[Begin READING PASSAGE]

Run the anchor member(s) creating the first invocation or base result set (T0).
Run the recursive member(s) with Ti as an input and Ti+1 as an output.
Repeat step 3 until an empty set is returned.
Return the result set. This is a UNION ALL of T0 to Tn.
However, that's only the logical flow. As always, with SQL, the server is free to reorder operations as it sees fit, if the result will be "the same", and the reordering is perceived to provide the results more efficiently.
The presence of your function with side effects (causing a delay, then returning GETDATE()) isn't something that would normally be considered when deciding whether to reorder operations.
One obvious way in which the query may be reordered is that it may decide to start working on result set Ti+1 before it has fully created result set Ti - it may be more efficient to do this than to fully construct Ti first, since the new rows are definitely already in memory and have been accessed recently.
This is an interesting question that helped me better understand recursive CTEs too.

[End READING PASSAGE]

> _EXERCISES_:
(1) Reproduce a portion of the passage on recursive CTEs, starting with "Return the result" and going on through "recursive CTEs too.".
(2) According to the passage on recursive CTEs, what is the returned result set?
The rows that follow come from a separate source.

[Begin EXTRACTED ENTRIES]

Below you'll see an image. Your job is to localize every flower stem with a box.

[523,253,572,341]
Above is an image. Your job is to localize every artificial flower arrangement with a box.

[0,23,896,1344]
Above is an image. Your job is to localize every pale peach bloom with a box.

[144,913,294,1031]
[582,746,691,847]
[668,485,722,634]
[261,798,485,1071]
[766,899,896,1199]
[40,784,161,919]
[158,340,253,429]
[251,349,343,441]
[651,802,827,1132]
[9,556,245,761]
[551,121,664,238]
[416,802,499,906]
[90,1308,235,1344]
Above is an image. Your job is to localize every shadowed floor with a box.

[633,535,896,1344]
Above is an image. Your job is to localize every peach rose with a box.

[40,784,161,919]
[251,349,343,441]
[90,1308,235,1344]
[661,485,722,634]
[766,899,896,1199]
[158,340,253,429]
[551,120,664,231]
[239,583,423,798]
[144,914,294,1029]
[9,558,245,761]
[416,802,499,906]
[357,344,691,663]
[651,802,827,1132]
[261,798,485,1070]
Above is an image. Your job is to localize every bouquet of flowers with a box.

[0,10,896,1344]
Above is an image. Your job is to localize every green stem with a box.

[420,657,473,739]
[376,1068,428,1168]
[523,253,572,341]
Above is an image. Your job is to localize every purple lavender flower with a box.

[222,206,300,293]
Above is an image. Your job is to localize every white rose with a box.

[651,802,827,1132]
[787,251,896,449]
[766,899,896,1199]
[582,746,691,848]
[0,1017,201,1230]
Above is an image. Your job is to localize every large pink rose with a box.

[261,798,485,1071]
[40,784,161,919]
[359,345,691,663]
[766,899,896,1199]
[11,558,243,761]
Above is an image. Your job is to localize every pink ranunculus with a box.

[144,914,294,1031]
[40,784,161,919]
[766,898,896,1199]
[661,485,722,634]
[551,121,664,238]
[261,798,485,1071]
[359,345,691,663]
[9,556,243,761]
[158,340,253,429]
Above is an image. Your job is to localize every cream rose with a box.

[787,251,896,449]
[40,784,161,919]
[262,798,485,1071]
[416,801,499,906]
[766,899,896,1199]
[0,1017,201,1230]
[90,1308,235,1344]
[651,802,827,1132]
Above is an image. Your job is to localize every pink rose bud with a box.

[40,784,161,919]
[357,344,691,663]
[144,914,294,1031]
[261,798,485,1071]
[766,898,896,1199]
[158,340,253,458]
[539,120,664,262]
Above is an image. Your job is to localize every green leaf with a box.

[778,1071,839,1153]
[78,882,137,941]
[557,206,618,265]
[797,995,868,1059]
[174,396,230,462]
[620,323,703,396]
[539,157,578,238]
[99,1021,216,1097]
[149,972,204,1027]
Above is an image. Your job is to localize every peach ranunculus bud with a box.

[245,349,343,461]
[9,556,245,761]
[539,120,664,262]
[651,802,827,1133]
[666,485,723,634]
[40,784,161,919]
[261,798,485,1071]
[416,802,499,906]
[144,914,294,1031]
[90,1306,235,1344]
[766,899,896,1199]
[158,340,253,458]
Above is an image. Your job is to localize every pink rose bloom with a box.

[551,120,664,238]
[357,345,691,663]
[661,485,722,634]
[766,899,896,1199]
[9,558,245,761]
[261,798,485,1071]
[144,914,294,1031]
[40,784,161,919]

[End EXTRACTED ENTRIES]

> _RESPONSES BY TASK_:
(1)
Return the result set. This is a UNION ALL of T0 to Tn.
However, that's only the logical flow. As always, with SQL, the server is free to reorder operations as it sees fit, if the result will be "the same", and the reordering is perceived to provide the results more efficiently.
The presence of your function with side effects (causing a delay, then returning GETDATE()) isn't something that would normally be considered when deciding whether to reorder operations.
One obvious way in which the query may be reordered is that it may decide to start working on result set Ti+1 before it has fully created result set Ti - it may be more efficient to do this than to fully construct Ti first, since the new rows are definitely already in memory and have been accessed recently.
This is an interesting question that helped me better understand recursive CTEs too.

(2) It is a UNION ALL of T0 to Tn.